Saved entries:
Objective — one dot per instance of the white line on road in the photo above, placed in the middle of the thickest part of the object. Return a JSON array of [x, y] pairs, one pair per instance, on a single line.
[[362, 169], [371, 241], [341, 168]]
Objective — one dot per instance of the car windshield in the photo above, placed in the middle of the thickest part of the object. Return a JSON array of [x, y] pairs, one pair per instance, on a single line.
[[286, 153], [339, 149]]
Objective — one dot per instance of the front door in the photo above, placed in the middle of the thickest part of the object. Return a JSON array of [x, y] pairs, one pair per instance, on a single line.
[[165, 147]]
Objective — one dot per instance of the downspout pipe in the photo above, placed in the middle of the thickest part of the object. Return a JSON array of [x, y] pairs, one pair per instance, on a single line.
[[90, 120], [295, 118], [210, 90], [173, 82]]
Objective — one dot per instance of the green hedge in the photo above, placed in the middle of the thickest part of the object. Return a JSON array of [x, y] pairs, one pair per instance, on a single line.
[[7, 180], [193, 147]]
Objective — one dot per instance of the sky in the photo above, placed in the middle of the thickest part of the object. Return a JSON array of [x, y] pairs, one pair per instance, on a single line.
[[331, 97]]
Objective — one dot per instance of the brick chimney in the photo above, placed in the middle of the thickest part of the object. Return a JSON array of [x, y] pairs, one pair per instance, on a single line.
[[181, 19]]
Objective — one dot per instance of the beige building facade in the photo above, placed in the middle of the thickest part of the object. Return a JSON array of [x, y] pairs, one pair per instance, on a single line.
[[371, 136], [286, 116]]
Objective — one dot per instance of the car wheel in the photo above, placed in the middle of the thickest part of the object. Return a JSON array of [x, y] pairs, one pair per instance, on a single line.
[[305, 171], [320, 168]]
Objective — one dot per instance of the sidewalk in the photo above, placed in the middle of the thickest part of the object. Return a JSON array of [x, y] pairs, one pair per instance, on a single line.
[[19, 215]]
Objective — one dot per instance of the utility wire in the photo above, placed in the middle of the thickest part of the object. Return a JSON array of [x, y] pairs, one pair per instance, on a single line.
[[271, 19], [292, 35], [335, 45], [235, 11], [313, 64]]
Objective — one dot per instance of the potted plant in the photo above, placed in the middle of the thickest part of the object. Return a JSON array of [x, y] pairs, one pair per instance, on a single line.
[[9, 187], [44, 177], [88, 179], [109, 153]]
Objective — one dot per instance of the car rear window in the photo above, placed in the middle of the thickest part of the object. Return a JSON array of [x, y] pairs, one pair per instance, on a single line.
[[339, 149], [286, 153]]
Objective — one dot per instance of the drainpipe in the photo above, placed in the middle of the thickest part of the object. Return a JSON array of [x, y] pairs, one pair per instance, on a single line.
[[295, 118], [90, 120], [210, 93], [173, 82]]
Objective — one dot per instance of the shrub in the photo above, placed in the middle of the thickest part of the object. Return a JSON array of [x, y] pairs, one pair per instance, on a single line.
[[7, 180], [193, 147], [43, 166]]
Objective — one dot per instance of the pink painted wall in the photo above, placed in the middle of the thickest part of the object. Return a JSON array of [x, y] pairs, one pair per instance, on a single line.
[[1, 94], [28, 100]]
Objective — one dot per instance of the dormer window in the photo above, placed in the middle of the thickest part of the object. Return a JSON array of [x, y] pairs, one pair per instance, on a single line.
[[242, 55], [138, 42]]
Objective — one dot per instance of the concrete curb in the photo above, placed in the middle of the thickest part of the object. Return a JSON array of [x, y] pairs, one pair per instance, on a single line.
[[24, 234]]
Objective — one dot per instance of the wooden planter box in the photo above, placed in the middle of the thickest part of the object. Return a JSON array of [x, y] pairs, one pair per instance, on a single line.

_How to complete this task_
The lines from the one with "Objective — one dot per instance of the concrete" through the end of the data above are to be set down exactly, with both boundary lines included and no other lines.

_Result of this exercise_
Objective — one dot per instance of the concrete curb in the photo above, placed in the middle of the thickest part of the object. Return a JSON array of [x, y] pairs, one pair per instance, on a single line.
[[24, 234]]
Objective — one dot per instance of the wooden planter box in the photo above, placed in the middle of the thickest part of the object. Return a JSON array of [x, y] pairs, one pair per instance, on a single line.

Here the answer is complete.